### [EXERCISE AIM]
There is material below. Print exactly the lines starting at the line with "Where can the white background" and ending at the line with "Where can the vintage", ends included, and no others.

### [AVAILABLE DATA]
——————————

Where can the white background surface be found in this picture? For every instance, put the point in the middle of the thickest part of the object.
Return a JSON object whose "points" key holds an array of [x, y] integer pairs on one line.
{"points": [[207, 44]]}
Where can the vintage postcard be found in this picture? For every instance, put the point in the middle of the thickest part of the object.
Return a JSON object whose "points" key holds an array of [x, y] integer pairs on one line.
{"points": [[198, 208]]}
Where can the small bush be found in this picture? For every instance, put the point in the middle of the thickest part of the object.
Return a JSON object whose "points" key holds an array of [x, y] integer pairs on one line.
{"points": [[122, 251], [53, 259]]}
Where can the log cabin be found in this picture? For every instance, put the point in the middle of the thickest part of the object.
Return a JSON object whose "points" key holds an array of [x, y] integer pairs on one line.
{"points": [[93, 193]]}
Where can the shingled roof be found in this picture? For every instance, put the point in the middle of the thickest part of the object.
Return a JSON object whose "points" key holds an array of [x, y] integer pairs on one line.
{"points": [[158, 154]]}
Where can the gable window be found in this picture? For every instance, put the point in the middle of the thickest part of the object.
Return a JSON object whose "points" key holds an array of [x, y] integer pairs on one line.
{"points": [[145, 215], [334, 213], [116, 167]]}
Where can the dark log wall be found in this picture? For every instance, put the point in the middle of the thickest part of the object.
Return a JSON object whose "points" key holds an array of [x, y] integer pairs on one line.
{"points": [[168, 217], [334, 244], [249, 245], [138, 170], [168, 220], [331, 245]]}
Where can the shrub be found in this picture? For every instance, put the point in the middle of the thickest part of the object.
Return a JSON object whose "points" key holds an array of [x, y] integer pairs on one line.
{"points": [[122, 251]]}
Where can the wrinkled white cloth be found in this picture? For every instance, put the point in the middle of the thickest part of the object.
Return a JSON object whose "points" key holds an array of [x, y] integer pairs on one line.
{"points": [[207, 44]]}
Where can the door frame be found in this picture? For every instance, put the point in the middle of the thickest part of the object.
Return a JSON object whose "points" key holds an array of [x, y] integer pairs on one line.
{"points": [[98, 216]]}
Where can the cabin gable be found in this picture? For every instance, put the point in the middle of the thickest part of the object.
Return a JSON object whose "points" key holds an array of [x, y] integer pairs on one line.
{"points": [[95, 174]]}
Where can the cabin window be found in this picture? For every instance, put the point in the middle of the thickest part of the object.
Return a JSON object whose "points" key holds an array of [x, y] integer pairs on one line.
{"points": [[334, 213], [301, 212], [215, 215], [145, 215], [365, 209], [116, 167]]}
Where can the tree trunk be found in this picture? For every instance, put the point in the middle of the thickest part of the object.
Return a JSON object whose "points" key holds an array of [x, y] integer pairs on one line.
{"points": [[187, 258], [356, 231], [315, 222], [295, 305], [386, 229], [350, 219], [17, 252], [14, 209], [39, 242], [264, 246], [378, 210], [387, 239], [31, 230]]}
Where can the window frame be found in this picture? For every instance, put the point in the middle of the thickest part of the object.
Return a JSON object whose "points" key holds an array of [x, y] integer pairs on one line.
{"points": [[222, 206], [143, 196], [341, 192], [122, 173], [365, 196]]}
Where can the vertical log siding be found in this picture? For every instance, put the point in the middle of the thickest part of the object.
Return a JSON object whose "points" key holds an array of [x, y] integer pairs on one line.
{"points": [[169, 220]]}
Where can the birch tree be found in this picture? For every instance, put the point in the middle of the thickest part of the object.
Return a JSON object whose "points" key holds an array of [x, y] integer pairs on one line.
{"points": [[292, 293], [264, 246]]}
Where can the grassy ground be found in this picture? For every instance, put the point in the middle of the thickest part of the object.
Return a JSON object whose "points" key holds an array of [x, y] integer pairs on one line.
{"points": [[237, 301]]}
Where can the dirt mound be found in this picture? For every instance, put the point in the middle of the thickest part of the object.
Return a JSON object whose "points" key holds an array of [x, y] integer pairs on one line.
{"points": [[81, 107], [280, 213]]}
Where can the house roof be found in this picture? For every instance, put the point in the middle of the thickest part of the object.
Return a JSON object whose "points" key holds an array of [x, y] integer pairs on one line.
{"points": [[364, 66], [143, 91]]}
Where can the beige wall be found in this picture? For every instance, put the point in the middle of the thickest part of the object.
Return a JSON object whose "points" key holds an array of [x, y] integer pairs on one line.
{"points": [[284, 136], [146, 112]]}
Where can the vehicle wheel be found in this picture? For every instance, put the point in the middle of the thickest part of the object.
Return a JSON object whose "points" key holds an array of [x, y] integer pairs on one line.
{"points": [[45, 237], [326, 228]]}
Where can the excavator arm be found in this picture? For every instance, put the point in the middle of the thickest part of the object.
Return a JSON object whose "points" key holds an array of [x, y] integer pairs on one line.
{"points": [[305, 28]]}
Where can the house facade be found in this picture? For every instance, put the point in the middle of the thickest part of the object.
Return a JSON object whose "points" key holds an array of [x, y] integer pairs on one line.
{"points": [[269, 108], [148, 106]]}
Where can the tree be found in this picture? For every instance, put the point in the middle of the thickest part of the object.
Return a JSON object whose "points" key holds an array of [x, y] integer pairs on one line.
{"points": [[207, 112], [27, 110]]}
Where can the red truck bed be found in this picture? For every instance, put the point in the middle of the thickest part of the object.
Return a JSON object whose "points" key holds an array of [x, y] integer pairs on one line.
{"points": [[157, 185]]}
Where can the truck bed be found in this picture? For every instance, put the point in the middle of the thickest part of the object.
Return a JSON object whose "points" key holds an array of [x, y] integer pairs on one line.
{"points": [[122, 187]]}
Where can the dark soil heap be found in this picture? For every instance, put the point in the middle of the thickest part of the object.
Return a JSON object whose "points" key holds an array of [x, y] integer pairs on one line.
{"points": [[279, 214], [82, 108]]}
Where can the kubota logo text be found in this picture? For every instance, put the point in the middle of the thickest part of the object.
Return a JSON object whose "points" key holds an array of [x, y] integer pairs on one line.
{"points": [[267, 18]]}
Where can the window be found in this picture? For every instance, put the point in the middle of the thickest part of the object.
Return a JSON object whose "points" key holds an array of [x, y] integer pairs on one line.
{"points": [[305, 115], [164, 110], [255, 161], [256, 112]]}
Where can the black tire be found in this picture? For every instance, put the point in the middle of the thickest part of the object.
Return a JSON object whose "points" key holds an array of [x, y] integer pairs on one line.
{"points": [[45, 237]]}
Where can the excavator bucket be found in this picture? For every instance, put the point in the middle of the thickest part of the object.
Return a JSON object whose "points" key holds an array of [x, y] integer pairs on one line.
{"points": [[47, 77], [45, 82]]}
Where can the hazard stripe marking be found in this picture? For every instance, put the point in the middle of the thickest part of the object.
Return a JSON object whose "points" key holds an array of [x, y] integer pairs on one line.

——————————

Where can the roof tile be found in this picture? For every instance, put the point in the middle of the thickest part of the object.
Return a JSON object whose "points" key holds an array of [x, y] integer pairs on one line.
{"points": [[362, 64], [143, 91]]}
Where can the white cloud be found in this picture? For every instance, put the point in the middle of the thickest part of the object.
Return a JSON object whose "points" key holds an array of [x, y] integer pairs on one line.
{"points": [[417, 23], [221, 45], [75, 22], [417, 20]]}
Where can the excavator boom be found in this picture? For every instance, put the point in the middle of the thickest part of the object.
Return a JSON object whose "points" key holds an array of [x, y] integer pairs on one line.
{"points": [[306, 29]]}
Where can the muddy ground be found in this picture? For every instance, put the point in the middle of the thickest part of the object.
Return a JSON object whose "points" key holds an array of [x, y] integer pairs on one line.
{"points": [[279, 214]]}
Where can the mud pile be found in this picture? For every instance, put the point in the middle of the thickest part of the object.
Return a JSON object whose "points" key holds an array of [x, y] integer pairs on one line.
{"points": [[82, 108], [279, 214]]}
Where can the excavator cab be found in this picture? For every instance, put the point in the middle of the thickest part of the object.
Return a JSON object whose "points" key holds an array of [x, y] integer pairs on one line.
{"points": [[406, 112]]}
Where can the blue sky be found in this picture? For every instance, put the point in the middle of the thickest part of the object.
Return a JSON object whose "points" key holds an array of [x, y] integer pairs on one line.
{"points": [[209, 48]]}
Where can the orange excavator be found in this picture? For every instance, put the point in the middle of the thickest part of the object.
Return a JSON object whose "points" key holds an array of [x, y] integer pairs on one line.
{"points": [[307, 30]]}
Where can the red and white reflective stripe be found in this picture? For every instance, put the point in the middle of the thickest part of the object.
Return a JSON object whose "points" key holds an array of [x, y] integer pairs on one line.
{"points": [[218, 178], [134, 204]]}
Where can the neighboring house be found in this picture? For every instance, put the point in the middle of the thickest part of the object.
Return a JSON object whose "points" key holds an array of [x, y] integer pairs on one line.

——————————

### [ANSWER SPACE]
Where can the white background surface be found in this picture? For every instance, put the point in the middle of the thickest part of the object.
Return a JSON object whose "points" key holds an array of [x, y] integer pairs on one line.
{"points": [[207, 44]]}
Where can the vintage postcard be found in this picture? For every instance, put the point in the middle of the thickest part of the object.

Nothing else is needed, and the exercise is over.